A block of data
************

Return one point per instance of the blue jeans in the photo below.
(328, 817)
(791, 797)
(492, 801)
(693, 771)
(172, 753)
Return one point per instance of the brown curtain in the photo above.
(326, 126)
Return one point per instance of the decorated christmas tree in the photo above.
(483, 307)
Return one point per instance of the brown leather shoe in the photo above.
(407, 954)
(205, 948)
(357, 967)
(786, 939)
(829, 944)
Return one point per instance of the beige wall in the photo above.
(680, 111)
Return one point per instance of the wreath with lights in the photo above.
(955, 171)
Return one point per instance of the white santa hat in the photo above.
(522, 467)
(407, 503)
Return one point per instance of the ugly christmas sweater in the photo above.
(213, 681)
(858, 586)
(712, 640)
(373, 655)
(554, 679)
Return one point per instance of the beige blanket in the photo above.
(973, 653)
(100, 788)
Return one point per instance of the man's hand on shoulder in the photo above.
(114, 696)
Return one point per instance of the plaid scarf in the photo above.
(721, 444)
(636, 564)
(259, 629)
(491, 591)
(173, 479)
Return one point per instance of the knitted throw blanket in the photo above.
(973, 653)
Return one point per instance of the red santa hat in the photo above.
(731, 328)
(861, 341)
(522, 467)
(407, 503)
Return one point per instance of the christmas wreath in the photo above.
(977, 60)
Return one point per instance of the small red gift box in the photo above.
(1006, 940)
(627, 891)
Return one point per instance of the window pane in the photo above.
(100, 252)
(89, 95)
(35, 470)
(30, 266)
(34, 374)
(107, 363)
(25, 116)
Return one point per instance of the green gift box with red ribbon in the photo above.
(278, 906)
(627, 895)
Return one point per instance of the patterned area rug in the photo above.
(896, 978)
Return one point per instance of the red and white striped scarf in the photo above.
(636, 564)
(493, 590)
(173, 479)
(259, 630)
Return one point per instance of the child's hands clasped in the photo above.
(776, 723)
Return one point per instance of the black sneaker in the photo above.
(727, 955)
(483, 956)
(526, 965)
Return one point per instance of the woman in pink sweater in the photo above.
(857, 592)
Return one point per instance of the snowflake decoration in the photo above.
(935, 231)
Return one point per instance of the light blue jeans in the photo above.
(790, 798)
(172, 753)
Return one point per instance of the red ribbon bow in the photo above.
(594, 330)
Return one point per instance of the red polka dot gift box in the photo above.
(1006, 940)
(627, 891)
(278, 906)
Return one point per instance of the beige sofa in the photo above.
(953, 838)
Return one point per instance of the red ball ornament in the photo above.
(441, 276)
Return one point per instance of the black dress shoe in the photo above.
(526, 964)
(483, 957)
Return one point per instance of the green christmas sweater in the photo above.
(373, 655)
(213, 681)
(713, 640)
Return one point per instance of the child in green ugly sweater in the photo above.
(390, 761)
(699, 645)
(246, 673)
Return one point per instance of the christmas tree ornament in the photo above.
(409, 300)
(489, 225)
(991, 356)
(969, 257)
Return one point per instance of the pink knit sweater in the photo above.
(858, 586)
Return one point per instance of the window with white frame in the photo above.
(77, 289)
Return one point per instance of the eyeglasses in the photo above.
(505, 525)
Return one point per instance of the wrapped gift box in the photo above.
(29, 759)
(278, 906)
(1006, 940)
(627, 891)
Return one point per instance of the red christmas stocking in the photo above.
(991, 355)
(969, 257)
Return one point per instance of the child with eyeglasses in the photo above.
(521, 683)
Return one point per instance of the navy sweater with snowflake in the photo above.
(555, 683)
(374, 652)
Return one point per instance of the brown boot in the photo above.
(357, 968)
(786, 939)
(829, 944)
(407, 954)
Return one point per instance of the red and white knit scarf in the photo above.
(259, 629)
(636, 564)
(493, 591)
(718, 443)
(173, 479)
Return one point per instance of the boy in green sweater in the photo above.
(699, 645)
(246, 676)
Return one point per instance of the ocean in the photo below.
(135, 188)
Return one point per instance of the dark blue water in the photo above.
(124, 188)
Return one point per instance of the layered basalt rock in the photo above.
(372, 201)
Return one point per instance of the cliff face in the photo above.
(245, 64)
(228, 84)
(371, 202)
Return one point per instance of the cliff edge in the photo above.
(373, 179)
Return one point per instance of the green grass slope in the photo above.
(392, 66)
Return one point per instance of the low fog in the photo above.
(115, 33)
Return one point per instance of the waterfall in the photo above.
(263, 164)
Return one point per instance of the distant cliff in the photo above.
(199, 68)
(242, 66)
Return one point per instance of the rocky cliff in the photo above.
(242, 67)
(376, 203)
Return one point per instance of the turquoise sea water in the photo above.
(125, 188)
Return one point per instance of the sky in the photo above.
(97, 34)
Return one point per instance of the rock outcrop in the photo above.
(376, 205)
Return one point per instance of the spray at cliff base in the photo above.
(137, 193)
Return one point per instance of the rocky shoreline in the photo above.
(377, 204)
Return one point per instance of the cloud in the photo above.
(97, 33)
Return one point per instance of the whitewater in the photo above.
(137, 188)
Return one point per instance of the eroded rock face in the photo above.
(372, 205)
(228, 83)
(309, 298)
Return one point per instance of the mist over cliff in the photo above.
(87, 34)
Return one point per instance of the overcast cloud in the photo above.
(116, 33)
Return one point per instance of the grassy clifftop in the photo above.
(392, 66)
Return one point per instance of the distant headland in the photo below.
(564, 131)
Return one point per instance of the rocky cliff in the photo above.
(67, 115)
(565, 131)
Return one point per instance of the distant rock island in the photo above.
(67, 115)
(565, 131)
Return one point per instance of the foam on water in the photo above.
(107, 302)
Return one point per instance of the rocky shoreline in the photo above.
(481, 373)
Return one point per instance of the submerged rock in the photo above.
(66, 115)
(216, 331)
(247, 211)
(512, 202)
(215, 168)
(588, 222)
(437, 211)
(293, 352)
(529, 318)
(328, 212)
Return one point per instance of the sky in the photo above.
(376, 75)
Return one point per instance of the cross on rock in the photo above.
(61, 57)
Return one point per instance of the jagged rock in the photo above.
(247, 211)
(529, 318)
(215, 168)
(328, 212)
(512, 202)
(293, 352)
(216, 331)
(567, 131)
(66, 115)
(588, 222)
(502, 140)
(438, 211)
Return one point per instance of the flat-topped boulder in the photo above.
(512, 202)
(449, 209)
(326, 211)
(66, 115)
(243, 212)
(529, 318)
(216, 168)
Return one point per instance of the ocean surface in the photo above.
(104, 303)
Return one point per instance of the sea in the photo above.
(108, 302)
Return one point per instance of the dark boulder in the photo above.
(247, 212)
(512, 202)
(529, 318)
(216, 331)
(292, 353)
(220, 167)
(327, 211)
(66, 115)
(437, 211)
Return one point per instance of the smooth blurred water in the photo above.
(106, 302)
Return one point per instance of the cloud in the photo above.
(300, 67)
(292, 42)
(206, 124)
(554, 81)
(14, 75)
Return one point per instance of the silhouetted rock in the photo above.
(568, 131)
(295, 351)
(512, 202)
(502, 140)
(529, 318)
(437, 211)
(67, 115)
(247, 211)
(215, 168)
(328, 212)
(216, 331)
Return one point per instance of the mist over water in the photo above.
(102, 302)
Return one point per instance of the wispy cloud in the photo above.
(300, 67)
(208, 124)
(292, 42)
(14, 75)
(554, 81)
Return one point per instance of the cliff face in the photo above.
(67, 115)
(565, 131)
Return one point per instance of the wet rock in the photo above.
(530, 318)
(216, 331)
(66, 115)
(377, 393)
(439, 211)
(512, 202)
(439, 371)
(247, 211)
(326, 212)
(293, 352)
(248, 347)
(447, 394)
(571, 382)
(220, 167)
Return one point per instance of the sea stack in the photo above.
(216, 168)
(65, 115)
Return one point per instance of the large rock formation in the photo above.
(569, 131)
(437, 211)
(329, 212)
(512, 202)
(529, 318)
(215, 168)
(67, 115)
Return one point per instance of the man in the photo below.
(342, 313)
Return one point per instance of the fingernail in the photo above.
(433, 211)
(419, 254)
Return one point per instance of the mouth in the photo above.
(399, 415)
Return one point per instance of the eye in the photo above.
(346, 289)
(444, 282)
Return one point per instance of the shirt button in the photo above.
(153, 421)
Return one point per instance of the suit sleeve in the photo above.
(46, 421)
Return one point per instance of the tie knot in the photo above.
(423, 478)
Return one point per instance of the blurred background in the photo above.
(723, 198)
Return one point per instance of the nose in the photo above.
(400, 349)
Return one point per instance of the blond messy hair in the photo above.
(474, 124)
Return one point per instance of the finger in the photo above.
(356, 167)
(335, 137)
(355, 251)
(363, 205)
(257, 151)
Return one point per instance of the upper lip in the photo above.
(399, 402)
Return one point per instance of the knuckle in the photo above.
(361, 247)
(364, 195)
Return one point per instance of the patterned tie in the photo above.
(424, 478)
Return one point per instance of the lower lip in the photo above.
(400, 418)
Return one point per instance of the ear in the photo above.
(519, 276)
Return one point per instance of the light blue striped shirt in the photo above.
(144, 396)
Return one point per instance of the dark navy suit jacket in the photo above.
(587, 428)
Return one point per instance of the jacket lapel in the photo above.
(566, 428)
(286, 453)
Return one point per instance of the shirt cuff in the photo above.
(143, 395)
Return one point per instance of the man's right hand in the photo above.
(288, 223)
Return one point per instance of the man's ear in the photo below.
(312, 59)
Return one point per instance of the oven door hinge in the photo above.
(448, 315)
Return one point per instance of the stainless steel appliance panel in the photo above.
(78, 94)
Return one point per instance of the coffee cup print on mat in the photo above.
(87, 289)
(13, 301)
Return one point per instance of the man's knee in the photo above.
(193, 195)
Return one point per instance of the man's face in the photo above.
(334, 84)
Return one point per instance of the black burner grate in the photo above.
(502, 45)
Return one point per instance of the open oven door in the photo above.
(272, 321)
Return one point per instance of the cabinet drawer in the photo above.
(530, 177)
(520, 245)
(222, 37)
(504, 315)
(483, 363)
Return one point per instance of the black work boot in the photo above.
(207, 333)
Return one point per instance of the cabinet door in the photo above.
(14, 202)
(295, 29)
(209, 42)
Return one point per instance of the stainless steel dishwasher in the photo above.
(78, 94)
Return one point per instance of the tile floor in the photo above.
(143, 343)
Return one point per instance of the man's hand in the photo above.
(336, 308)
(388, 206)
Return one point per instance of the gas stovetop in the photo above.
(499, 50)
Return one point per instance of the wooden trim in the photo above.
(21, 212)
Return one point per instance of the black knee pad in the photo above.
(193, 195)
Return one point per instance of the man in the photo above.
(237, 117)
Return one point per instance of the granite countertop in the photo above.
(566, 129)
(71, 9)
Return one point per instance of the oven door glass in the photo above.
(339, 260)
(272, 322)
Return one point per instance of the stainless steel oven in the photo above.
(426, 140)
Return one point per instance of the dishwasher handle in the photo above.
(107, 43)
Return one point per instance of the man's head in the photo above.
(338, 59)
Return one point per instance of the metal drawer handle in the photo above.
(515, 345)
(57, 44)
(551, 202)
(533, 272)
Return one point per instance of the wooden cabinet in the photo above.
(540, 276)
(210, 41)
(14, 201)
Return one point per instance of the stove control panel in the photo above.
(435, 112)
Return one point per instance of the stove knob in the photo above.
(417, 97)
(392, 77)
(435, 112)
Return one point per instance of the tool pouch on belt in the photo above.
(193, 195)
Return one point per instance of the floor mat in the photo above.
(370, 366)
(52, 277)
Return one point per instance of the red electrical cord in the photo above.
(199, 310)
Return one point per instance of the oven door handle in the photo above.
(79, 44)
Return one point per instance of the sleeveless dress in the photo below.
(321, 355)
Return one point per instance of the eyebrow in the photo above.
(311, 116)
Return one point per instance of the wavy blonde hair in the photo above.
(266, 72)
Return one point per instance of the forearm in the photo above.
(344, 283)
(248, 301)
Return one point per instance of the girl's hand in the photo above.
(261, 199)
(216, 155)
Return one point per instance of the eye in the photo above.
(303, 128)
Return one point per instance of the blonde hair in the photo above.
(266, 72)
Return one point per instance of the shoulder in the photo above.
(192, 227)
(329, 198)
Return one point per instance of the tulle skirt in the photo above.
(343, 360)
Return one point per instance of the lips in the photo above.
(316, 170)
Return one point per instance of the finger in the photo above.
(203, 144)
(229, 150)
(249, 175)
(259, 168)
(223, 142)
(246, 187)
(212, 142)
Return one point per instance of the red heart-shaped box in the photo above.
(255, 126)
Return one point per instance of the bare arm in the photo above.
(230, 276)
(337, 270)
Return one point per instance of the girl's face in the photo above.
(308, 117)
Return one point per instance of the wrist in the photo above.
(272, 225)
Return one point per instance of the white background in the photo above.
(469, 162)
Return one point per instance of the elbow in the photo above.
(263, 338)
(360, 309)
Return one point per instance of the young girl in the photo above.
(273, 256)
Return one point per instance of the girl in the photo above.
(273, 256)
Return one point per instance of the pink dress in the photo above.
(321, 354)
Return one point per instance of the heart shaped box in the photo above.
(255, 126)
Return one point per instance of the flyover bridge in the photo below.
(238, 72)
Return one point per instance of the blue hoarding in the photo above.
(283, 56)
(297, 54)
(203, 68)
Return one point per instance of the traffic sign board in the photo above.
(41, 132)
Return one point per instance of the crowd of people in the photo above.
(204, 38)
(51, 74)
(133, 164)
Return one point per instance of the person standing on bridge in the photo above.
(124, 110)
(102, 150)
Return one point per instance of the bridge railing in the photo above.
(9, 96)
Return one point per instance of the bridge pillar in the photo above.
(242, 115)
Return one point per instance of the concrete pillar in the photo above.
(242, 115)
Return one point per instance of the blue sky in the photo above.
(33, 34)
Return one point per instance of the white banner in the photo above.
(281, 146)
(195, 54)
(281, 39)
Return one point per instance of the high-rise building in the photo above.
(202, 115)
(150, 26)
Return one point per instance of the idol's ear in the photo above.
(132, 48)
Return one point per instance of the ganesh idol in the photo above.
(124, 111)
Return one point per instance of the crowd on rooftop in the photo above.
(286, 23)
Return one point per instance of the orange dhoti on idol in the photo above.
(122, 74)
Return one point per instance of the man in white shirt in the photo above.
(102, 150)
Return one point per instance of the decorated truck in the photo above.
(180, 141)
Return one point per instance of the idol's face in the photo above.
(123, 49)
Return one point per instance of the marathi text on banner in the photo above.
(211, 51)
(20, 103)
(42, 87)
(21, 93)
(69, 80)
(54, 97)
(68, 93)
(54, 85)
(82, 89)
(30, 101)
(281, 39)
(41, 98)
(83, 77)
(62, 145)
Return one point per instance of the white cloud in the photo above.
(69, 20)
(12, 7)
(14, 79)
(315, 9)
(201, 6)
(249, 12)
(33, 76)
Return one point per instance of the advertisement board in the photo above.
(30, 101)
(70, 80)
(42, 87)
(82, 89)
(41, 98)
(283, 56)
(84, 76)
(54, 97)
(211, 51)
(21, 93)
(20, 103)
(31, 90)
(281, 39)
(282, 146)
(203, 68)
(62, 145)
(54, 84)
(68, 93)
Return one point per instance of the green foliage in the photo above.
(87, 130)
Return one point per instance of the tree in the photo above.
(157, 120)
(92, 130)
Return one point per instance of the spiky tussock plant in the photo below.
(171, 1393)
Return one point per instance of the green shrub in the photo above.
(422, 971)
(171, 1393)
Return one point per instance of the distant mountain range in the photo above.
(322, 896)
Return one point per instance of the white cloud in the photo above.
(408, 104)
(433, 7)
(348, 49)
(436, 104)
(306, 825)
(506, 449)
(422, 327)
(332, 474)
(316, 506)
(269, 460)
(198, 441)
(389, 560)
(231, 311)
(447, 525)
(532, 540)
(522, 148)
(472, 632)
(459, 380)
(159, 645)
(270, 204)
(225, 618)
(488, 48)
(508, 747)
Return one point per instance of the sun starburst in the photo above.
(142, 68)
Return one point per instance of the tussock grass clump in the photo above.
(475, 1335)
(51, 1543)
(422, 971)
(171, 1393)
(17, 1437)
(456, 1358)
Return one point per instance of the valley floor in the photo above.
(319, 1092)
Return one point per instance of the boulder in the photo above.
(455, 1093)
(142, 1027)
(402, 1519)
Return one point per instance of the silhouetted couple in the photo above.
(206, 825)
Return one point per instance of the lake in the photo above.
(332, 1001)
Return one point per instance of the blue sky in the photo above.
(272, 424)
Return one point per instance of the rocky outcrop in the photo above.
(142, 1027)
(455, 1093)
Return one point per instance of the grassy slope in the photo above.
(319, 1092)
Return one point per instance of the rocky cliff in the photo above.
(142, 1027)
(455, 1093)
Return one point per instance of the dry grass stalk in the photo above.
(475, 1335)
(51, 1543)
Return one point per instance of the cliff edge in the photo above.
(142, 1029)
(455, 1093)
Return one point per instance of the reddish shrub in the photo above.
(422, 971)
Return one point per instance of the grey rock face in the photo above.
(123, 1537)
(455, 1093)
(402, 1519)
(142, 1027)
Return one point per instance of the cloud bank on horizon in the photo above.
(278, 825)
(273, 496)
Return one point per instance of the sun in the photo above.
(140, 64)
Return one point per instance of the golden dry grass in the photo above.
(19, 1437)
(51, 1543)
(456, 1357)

************

== GIVEN INSTRUCTION ==
Everything from the line with "Return one point per instance of the tussock" to the end of the listing above needs to be duplicated exactly, both end lines included, with nothing more.

== OUTPUT FOR THIS EXERCISE ==
Return one point per instance of the tussock grass clump in the photo above.
(475, 1335)
(51, 1543)
(422, 971)
(171, 1393)
(17, 1437)
(456, 1358)
Return one point per instance of the valley floor in the photo above.
(319, 1092)
Return one point per instance of the boulder in the photo above.
(455, 1093)
(142, 1027)
(402, 1519)
Return one point per instance of the silhouetted couple in the photo above.
(206, 825)
Return one point per instance of the lake in the photo above.
(332, 1001)
Return one point per instance of the blue sky in the photo above.
(272, 424)
Return one point per instance of the rocky outcrop in the photo above.
(142, 1027)
(455, 1093)
Return one point per instance of the grassy slope in the photo above.
(319, 1092)
Return one point per instance of the rocky cliff in the photo above.
(142, 1027)
(455, 1093)
Return one point per instance of the dry grass stalk in the photo above.
(475, 1335)
(51, 1543)
Return one point per instance of the cliff edge in the photo above.
(142, 1029)
(455, 1093)
Return one point per instance of the reddish shrub in the photo above.
(422, 971)
Return one point per instance of the grey rock face in the photo above.
(123, 1537)
(455, 1093)
(402, 1519)
(142, 1027)
Return one point per instance of the cloud bank on horizon in the photo above.
(278, 825)
(273, 496)
Return one point per instance of the sun in the photo above.
(140, 64)
Return one point per instance of the golden dry grass in the photo above.
(19, 1437)
(51, 1543)
(456, 1357)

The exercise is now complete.